* _Your instructions_
Starting at the line that contains "white gi pants" and ending with the last line of the rows, render each line as one string in a JSON list, leaving out any blank lines.
— START —
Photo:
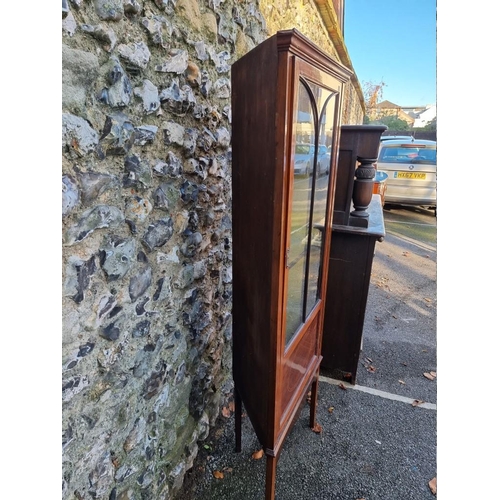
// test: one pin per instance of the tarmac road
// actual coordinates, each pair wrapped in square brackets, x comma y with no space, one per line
[376,443]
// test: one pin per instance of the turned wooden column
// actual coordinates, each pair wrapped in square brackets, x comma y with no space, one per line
[363,186]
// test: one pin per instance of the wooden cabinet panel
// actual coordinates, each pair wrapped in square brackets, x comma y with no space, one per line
[286,101]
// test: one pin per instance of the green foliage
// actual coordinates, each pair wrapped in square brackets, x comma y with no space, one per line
[393,123]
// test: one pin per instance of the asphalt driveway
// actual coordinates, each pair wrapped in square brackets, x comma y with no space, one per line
[378,438]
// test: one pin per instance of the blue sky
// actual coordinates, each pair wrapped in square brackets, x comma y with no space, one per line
[394,41]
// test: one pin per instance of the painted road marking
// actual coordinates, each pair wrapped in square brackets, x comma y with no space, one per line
[376,392]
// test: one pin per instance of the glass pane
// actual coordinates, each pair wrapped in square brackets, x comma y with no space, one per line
[300,212]
[326,103]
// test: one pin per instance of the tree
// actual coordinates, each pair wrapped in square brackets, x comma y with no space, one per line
[372,94]
[393,123]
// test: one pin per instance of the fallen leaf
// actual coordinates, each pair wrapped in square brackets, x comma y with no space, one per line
[317,428]
[433,485]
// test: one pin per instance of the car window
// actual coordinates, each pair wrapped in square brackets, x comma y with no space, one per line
[402,154]
[303,149]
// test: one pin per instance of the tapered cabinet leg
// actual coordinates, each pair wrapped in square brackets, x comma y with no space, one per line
[237,419]
[271,464]
[314,402]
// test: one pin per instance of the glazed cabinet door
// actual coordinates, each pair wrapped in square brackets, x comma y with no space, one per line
[313,143]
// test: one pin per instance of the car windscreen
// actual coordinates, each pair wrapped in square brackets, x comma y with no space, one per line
[413,153]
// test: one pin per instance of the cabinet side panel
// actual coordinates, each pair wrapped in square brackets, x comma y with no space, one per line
[253,82]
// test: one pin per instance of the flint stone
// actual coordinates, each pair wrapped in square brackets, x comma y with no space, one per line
[193,75]
[220,60]
[190,138]
[206,140]
[163,290]
[102,34]
[79,71]
[77,135]
[140,283]
[177,100]
[69,24]
[110,332]
[141,329]
[189,192]
[117,256]
[171,167]
[97,217]
[109,10]
[137,173]
[201,50]
[156,381]
[145,134]
[72,386]
[227,28]
[165,4]
[191,245]
[206,84]
[70,194]
[79,273]
[196,167]
[135,436]
[158,233]
[159,29]
[138,209]
[149,95]
[137,54]
[222,88]
[120,91]
[118,135]
[93,184]
[173,133]
[101,477]
[177,63]
[223,137]
[106,305]
[212,117]
[77,3]
[131,7]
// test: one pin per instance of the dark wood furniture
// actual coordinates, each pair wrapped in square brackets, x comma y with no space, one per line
[351,257]
[286,96]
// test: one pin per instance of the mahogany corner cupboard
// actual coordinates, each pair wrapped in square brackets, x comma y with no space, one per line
[286,108]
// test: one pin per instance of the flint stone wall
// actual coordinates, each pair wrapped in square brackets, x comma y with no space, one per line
[146,231]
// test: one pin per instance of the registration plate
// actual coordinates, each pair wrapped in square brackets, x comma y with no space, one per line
[409,175]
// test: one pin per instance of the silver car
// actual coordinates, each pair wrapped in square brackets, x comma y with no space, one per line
[411,165]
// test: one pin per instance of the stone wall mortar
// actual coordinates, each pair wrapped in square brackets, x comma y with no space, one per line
[146,232]
[146,236]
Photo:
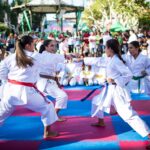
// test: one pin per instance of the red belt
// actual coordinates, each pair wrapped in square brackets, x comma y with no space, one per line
[29,85]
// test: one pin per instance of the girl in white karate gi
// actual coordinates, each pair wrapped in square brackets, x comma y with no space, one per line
[140,67]
[21,71]
[75,69]
[115,92]
[48,81]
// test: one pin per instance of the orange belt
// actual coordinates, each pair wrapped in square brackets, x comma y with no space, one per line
[29,85]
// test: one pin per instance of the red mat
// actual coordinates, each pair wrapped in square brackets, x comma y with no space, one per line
[80,129]
[132,145]
[142,107]
[79,94]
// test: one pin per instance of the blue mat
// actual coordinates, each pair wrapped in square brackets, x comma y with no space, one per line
[22,128]
[141,96]
[125,132]
[110,145]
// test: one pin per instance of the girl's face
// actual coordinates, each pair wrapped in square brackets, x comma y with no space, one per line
[30,47]
[133,50]
[51,47]
[109,51]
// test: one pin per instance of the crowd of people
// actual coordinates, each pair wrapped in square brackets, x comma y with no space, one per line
[38,65]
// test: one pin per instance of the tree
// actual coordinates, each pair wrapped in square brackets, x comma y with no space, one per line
[103,13]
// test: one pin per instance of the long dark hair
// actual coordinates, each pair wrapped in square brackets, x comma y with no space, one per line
[136,44]
[45,44]
[21,58]
[114,45]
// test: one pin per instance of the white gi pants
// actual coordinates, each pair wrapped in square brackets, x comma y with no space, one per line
[53,90]
[35,103]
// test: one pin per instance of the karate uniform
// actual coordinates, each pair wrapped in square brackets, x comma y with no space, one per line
[118,95]
[75,70]
[50,63]
[29,97]
[136,66]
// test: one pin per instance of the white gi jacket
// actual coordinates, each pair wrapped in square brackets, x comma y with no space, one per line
[120,73]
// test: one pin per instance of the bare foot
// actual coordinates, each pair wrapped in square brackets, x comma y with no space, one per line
— END —
* _Exercise output_
[
  "// test: one pin per instance of the white gi pants",
  "// actual coordinates, each pair wrapped in square brackets, x comma y with no space, one per line",
  "[53,90]",
  "[35,103]",
  "// test: one pin per instance of the karate uniform",
  "// actual coordinates, each pair wrapped in square brackets, x comma y with no space, one per line",
  "[118,95]",
  "[75,70]",
  "[50,63]",
  "[29,97]",
  "[136,66]",
  "// test: one pin per instance of the white gi jacket",
  "// actual coordinates, each pair wrapped in square brackets, x comma y with no space, one per line",
  "[120,73]",
  "// test: one pin per instance of the bare foot",
  "// actual coordinates, each pair wrapped in square brackets, x comma y with no space, one per line"
]